[[ PROVIDED PASSAGE, beginning ]]

Protections for Bank Street widening decades too late, says naturalist

People who live and work in Ottawa’s south end are bracing for a major road construction project that will close Bank Street through the Findlay Creek area for at least six months this year.

The city is widening Bank Street from two to four lanes from south of Leitrim Road to south of Blais Road. Work is expected to last from some time in June until December.

Crews will need to dig to a depth of seven metres so water and sewer lines can run beneath the street.

It’s work that will take place in what was once a provincially significant wetland, which will require the removal of fish from Findlay Creek and the management of a panoply of protected species.

Even ecologists who pushed back in the 1990s against proposed development on what’s been called an “ancient, ecological time capsule” say this latest $50-million dig can’t do any more harm than what’s already been done.

“There’s nothing left. It’s been transformed from any shred of naturalness,” said Dan Brunton, a widely published naturalist who worked as an independent ecological consultant for 40 years.

A scientist flips a folio of plant clippings at his home.
Dan Brunton leafs through a folio of plant clippings, part of the herbarium he keeps at his Ottawa home. Brunton says much of the ecologically sensitive area was already irreversibly disturbed when the subdivision was first built. (Stu Mills/CBC)

Much of Brunton’s career was spent creating impact assessments around proposals to build thousands of homes on a marshy greenspace south of the Ottawa International Airport called the Leitrim Wetlands.

Wetland since the glaciers retreated, and deeply layered with ancient peat, the rare and tightly balanced ecosystem has been called an “irreplaceable time capsule” by Brunton and others.

The Sierra Club, Greenspace Alliance and the Canadian Wildlife Service all advocated against the plan for years. Eventually, the former City of Gloucester and then Ottawa signed off on a plan to drain a portion of the wetland and  build a massive development.

Today, some 15,000 people live in about 5,000 houses there.

“I would argue it destroyed the northern half of the wetland,” said Brunton from his home, where he maintains Canada’s largest private collection of preserved plants.

[[ PROVIDED PASSAGE, end ]]

◆ **EXERCISE INSTRUCTIONS**:
A. Transcribe the part of the Bank Street article from "It’s work that" up to and including "what’s already been done.".
B. Answer these questions using the Bank Street article:
(i) To how many lanes is the city widening Bank Street?
(ii) What is the cost of the dig, according to the article?
(iii) About how many people live in the development today?

[[ RECORDS SUPPLIED, beginning ]]

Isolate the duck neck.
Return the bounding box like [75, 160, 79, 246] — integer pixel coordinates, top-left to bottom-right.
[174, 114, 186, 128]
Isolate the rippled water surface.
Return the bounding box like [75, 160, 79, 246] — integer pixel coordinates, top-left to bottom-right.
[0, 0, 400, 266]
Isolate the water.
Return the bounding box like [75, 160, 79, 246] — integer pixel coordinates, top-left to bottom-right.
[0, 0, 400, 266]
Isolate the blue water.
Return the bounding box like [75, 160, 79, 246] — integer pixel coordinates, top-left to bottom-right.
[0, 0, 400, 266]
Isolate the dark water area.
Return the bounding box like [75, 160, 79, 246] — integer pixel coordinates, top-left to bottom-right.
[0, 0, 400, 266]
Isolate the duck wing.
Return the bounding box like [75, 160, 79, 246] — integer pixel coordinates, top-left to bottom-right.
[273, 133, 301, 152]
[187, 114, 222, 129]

[[ RECORDS SUPPLIED, end ]]
[[ RECORDS SUPPLIED, beginning ]]

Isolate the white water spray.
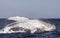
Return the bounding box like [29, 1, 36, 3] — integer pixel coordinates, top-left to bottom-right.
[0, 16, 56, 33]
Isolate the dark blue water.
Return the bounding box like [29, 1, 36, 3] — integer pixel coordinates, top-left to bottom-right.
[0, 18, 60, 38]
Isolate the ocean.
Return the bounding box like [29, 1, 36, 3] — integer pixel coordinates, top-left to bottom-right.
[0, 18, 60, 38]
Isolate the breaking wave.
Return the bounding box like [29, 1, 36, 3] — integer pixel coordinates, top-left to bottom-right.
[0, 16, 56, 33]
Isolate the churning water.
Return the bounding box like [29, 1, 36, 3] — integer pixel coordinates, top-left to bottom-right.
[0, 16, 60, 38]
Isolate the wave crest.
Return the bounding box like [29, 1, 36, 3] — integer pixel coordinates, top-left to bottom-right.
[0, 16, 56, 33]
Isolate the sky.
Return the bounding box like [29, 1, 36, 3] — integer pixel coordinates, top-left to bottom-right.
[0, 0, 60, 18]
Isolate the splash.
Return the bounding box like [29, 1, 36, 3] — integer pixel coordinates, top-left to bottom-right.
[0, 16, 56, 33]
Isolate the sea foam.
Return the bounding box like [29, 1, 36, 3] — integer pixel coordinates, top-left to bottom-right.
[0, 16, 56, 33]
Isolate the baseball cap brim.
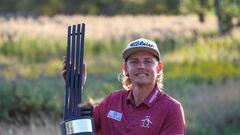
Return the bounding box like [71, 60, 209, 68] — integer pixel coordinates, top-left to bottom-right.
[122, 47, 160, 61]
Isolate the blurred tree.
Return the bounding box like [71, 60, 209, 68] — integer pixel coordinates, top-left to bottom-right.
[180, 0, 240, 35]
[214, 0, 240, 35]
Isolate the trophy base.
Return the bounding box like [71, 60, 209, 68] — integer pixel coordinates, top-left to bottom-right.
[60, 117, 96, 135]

[[ RECORDS SUPPLIED, end ]]
[[ RECORDS SUPPLIED, beginning ]]

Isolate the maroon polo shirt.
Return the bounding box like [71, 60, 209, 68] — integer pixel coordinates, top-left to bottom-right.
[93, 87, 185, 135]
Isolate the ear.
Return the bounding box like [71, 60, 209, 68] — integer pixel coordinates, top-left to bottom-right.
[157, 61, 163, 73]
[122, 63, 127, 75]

[[ RECORDS SUPPLIED, end ]]

◆ **EXERCISE SOLUTIONS**:
A.
It’s work that will take place in what was once a provincially significant wetland, which will require the removal of fish from Findlay Creek and the management of a panoply of protected species.

Even ecologists who pushed back in the 1990s against proposed development on what’s been called an “ancient, ecological time capsule” say this latest $50-million dig can’t do any more harm than what’s already been done.

B.
(i) Four lanes, up from two.
(ii) $50 million.
(iii) Some 15,000 people.